**Document segment:**
--- START ---
The CBI is calling for help for the economy – but will Westminster listen?
The business group publishes its latest services survey today. It does not make for happy reading, writes James Moore
Too much talk that there’s going to be a recession,” said Britain’s prospective prime minister Liz Truss, just over a week ago now.
She claimed that a “level of ambition” was required to “change the orthodoxy” of the Bank of England, which has been forecasting just such an event. Everyone shout it out loud now: “BRITAIN!”
The CBI this morning offers some more reality pills. It is not at all clear that Truss is interested in taking them, but let’s have a run through anyhow of what the business group has to say.
The services sector is the dominant one in UK plc, and it’s not even close. It accounts for more than 80 per cent of the economy. If it shivers, the latter feels the chill at the same time. Right now, it is in sore need of a woolly jumper.
The business group’s service sector survey for the three months to August found cost pressures (+69 per cent) and average selling prices (+31 per cent) growing at record rates.
They are expected to carry on expanding at the same clip during the current three-month quarter, which won’t surprise anyone who has been watching what has actually been going on.
--- END ---
**Data for review:**
--- START ---
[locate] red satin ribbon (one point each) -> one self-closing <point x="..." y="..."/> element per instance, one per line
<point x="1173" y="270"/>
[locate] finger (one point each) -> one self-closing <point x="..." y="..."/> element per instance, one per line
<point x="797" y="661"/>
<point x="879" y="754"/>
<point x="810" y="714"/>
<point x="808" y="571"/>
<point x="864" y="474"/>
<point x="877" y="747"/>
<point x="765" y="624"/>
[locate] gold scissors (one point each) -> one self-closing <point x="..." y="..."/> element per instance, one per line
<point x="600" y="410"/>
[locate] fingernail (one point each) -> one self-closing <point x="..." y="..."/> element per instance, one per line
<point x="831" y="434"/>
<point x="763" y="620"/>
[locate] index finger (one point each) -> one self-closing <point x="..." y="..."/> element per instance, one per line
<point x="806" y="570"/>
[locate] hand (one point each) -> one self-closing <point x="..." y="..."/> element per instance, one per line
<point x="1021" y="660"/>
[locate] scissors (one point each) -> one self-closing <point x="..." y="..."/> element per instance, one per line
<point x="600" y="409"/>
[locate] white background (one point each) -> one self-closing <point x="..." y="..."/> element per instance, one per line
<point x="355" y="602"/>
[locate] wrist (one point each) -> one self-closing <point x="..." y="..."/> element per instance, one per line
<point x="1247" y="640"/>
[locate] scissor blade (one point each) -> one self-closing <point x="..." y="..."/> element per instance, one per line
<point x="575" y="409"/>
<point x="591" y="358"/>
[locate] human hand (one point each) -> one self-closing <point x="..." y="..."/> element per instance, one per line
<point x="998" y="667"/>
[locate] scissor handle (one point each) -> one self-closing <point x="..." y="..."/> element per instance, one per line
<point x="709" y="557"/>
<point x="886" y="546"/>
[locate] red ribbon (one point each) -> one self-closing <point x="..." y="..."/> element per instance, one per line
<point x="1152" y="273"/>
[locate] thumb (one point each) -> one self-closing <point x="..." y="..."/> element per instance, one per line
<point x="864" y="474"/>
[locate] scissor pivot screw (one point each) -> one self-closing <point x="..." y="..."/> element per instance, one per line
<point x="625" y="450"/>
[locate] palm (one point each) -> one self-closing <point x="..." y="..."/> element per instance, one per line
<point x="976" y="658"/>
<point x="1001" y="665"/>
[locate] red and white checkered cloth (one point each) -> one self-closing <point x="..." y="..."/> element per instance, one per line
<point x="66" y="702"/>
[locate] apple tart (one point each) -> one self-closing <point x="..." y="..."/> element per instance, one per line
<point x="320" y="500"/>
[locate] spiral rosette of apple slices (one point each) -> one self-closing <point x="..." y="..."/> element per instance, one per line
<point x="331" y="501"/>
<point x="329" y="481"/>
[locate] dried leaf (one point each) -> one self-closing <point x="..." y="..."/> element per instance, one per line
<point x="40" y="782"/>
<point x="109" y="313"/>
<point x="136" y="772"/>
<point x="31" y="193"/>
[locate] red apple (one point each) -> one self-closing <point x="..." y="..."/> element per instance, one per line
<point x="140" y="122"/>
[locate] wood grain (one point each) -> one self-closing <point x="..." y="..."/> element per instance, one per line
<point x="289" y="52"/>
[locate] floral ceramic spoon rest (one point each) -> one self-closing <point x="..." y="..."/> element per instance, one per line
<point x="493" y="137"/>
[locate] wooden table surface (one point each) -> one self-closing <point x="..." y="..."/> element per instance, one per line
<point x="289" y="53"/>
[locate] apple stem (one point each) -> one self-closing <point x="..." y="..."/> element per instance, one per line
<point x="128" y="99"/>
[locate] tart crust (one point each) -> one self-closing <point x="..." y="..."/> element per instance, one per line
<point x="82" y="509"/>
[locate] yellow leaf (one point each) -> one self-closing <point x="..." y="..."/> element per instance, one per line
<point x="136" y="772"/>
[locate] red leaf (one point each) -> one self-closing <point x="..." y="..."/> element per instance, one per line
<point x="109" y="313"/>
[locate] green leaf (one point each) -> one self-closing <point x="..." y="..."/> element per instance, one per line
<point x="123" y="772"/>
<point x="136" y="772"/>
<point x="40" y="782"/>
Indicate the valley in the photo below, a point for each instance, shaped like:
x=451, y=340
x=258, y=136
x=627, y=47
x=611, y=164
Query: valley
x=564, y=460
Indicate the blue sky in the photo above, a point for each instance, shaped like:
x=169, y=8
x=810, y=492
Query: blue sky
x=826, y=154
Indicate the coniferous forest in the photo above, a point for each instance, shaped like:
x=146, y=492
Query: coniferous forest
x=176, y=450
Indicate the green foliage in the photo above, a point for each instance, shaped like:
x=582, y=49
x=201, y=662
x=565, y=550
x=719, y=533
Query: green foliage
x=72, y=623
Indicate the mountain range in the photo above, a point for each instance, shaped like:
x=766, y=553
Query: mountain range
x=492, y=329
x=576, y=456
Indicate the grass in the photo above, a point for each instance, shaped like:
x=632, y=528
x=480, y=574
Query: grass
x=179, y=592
--- END ---
**What the task asks:**
Answer these questions using the article on the CBI services survey.
1. What share of the UK economy does the services sector account for?
2. What period did the CBI's service sector survey cover?
3. According to Liz Truss, whose orthodoxy did a "level of ambition" need to change?

**Response to this task:**
1. More than 80 percent.
2. The three months to August.
3. The Bank of England's.